## Te doen
A. Neem een stuk uit het bronfragment woord voor woord over. Begin bij de woorden "Moreno-Ocampo heeft absoluut" en stop na "en de zijnen.".
B. Beantwoord met het bronfragment deze vragen:
(i) Op verzoek van welk orgaan onderzoekt het ICC de geweldplegingen in Darfur?
(ii) Tot wat werd Moreno-Ocampo ingesteld toen hij zijn ambtseed aflegde?
(iii) Tot wat werd Ahmed Haroun na zijn tenlastelegging benoemd?

## Bronfragment
━━━━━━━━━━━━━━━━

Moreno-Ocampo heeft absoluut juist gehandeld door de rechters van het International Strafhof (ICC) te verzoeken arrestatiebevelen uit te vaardigen tegen Omar al-Bashir en de zijnen.
Sinds enige jaren onderzoekt het ICC, op verzoek van de VN Veiligheidsraad en naar aanleiding van eerder onderzoek door UNHCHR, de systematische geweldplegingen in Darfur. Dat onderzoek heeft geleid tot een preliminair dossier waaruit kennelijk een zgn. prima facie vermoeden blijkt van een door Al-Bashir en anderen georganiseerde samenzwering met als doel het plegen van genocide en andere misdaden tegen de menselijkheid. Ernstiger misdadenn kent de wereld niet, en het verdient de aanbeveling daar even bij stil te staan. Nogmaals, zwaardere vergrijpen zijn er niet.
Moreno-Ocampo, die een ambtseed heeft afgelegd toen hij werd ingesteld als Chief Prosecutor, heeft geen andere keus dan de verdachten in zijn onderzoek aanklagen. Dat is tenslotte het doel van strafrechtelijk onderzoek. Daarenboven is zijn onderzoek structureel tegengewerkt. Toen lagere functionarissen werden aangeklaagd en arrestatiebevelen werden uitgevaardigd werden zij niet uitgeleverd, maar bevorderd. Een andere verdachte in deze zaak, Ahmed Haroun, werd, na zijn tenlastelegging nota bene, benoemd tot Minister voor Humanitaire Zaken.

━━━━━━━━━━━━━━━━

## Vastgelegde gegevens

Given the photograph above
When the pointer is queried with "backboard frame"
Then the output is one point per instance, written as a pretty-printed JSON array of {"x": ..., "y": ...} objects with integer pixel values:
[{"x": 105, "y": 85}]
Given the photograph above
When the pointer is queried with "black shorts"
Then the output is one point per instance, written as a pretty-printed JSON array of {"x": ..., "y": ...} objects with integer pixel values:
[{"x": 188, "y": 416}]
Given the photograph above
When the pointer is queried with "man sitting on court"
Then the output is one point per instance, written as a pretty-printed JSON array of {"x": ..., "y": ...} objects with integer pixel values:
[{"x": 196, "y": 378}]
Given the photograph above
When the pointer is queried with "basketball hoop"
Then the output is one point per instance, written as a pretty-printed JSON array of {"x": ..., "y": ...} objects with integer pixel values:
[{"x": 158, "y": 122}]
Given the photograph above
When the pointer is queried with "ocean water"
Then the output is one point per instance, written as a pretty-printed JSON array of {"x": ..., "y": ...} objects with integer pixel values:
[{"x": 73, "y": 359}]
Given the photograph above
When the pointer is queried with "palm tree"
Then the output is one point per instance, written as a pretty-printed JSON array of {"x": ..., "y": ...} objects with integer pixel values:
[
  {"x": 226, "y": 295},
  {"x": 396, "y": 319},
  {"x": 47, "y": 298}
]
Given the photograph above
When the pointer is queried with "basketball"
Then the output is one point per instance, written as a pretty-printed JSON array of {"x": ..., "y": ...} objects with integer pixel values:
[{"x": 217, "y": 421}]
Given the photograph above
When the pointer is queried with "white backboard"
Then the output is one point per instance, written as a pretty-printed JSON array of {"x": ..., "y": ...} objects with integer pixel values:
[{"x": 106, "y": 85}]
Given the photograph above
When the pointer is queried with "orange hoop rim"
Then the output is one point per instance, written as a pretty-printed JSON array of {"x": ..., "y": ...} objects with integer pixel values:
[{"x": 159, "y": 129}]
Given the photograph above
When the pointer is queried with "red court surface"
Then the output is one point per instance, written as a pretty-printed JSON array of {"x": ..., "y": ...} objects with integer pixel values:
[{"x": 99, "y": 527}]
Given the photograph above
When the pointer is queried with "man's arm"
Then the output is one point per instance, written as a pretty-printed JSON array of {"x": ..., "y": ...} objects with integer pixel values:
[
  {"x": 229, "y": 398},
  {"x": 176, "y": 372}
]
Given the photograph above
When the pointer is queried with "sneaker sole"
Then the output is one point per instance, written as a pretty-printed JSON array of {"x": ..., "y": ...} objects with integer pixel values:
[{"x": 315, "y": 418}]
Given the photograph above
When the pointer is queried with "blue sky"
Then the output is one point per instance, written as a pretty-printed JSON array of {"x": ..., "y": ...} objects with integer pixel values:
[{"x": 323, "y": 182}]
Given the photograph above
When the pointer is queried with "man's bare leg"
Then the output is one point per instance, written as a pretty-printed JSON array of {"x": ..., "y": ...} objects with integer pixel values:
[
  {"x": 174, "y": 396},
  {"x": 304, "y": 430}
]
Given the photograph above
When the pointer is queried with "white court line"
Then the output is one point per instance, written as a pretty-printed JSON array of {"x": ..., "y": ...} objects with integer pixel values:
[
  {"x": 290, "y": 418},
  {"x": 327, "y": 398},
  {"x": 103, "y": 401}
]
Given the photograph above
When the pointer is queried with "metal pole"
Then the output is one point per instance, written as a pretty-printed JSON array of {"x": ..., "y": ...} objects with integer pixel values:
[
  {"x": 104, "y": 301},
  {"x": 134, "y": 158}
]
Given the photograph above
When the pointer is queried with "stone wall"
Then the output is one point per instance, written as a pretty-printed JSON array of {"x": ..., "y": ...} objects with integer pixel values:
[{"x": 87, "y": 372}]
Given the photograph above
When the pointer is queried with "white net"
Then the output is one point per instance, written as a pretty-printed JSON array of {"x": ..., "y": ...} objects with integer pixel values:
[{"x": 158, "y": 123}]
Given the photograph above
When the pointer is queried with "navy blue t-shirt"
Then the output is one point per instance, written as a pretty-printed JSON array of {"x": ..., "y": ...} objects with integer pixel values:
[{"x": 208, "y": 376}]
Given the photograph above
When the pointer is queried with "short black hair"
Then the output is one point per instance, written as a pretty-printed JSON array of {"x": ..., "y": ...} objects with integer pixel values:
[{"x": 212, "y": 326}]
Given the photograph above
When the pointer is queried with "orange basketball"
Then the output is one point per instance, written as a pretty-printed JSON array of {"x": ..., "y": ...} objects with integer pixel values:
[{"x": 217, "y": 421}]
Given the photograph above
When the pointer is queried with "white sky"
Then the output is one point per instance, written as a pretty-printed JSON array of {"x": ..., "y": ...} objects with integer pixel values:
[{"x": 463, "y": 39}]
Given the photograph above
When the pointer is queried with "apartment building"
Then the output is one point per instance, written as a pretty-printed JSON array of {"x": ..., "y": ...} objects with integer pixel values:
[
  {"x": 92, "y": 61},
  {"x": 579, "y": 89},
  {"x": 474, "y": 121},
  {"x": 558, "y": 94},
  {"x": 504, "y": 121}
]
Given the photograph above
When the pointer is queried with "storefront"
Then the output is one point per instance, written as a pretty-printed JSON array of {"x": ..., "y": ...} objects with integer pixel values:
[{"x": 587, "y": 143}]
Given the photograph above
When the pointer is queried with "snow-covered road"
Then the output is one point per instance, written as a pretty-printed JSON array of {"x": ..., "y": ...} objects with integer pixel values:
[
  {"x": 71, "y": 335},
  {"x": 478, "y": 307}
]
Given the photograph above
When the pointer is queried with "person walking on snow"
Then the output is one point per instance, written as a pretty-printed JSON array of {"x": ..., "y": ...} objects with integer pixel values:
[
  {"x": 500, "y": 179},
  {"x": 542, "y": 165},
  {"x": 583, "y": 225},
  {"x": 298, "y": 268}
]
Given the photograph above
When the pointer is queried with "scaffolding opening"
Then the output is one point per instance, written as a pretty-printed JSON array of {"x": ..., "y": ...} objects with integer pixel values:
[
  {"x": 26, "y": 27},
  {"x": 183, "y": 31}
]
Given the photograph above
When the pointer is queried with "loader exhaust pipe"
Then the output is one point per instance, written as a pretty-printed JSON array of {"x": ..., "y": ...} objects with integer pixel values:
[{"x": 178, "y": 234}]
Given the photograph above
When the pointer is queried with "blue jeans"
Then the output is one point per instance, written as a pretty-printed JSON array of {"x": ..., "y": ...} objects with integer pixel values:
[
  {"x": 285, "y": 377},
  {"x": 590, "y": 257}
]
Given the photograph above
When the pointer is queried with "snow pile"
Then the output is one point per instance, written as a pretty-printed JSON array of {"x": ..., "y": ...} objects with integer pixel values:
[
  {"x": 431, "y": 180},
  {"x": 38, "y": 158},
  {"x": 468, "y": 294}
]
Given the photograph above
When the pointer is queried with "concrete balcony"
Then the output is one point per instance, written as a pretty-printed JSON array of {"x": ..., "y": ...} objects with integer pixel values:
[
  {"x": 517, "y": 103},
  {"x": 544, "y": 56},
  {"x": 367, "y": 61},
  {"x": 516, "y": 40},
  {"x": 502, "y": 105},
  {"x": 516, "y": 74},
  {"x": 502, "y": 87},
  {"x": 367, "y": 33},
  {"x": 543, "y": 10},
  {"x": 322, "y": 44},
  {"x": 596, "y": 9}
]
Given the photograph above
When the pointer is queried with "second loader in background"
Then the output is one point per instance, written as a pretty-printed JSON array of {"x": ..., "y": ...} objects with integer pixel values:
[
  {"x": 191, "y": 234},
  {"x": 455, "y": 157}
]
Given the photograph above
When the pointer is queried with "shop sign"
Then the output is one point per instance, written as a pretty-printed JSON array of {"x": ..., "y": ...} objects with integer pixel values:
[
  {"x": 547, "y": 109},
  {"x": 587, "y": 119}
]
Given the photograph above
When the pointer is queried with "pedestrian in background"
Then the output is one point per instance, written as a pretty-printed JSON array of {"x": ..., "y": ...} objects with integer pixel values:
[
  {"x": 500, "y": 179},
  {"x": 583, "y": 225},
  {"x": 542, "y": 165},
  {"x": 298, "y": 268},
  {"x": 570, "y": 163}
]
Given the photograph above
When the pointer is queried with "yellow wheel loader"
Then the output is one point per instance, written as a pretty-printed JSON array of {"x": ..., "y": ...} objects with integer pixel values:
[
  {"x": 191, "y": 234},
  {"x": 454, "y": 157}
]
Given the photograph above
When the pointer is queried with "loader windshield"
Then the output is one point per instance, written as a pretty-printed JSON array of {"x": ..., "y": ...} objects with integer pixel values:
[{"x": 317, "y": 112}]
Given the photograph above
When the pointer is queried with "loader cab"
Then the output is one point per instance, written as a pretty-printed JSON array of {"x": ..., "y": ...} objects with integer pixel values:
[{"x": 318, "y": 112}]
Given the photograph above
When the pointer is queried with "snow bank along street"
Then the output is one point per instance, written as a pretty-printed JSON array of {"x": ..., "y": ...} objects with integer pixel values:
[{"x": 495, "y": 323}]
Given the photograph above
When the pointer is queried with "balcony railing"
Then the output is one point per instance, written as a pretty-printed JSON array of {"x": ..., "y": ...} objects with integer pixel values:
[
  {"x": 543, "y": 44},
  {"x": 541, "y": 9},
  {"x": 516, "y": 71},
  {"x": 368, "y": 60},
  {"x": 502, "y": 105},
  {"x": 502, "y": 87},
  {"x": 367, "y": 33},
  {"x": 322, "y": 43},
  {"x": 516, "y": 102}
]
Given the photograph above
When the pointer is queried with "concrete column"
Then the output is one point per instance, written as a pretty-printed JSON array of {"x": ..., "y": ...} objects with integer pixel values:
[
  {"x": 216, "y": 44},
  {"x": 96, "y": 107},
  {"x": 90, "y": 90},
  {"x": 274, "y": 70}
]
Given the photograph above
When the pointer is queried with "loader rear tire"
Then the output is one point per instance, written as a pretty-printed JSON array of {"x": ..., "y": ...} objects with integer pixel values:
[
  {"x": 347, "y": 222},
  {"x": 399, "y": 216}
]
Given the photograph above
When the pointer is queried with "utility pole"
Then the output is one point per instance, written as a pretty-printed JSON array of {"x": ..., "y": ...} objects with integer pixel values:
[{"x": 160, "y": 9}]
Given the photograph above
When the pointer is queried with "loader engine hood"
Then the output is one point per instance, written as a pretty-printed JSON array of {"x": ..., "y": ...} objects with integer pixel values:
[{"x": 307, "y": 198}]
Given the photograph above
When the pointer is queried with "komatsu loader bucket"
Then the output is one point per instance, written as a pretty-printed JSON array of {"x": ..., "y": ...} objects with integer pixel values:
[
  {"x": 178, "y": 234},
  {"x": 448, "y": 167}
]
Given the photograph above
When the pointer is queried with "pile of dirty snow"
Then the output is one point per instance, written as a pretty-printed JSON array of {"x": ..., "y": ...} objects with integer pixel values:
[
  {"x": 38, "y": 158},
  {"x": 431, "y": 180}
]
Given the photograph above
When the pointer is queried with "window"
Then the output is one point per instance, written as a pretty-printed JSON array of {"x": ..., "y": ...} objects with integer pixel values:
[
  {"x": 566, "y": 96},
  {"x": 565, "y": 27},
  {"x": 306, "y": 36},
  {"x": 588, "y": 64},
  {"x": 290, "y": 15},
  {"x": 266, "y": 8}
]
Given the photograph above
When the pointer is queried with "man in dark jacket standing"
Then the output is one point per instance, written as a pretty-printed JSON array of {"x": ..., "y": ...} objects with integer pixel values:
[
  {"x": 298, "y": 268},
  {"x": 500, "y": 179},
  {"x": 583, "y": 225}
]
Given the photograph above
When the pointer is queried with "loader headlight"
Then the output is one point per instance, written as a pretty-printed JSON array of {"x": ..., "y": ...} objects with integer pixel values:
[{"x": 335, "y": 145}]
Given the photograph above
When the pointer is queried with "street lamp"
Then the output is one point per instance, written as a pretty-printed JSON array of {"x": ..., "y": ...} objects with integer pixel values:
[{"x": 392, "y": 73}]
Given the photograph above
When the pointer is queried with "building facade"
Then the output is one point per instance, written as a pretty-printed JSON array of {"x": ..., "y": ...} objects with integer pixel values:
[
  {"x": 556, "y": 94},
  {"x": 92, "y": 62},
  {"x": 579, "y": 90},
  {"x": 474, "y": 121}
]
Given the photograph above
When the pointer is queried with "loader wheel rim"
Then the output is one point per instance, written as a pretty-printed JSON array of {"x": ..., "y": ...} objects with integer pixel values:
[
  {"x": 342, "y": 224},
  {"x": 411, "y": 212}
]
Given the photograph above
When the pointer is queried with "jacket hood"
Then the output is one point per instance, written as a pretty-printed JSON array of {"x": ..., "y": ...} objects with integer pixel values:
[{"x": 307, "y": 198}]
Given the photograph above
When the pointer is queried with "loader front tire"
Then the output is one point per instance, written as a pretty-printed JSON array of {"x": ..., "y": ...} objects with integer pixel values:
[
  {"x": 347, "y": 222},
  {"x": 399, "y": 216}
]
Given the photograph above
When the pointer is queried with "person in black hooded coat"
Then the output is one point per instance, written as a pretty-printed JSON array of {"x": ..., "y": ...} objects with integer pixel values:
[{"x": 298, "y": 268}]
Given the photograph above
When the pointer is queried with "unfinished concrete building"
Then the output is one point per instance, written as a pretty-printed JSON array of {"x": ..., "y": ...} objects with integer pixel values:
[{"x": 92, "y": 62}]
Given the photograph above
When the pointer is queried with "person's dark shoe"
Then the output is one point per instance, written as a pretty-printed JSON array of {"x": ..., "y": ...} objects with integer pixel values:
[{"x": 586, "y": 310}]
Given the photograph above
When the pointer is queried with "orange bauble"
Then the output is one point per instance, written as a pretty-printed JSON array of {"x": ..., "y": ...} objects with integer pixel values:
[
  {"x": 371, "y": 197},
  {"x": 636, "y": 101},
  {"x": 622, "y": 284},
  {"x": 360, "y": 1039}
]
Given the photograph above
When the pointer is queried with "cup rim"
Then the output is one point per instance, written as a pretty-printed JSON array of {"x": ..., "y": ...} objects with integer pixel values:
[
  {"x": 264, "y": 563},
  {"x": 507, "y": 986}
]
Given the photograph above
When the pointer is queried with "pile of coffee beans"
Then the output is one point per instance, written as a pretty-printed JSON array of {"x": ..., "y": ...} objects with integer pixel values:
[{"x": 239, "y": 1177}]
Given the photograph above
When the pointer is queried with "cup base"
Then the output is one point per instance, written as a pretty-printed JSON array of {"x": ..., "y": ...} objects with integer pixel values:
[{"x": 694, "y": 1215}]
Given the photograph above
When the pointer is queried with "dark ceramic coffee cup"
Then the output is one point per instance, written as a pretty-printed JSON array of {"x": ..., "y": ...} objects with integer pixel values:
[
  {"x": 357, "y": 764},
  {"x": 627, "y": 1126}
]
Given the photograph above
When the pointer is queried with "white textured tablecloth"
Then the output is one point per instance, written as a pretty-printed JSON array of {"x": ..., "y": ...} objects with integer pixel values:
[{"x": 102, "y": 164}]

━━━━━━━━━━━━━━━━

## Oplossingen per taak
A.
Moreno-Ocampo heeft absoluut juist gehandeld door de rechters van het International Strafhof (ICC) te verzoeken arrestatiebevelen uit te vaardigen tegen Omar al-Bashir en de zijnen.

B.
(i) De VN Veiligheidsraad
(ii) Chief Prosecutor
(iii) Minister voor Humanitaire Zaken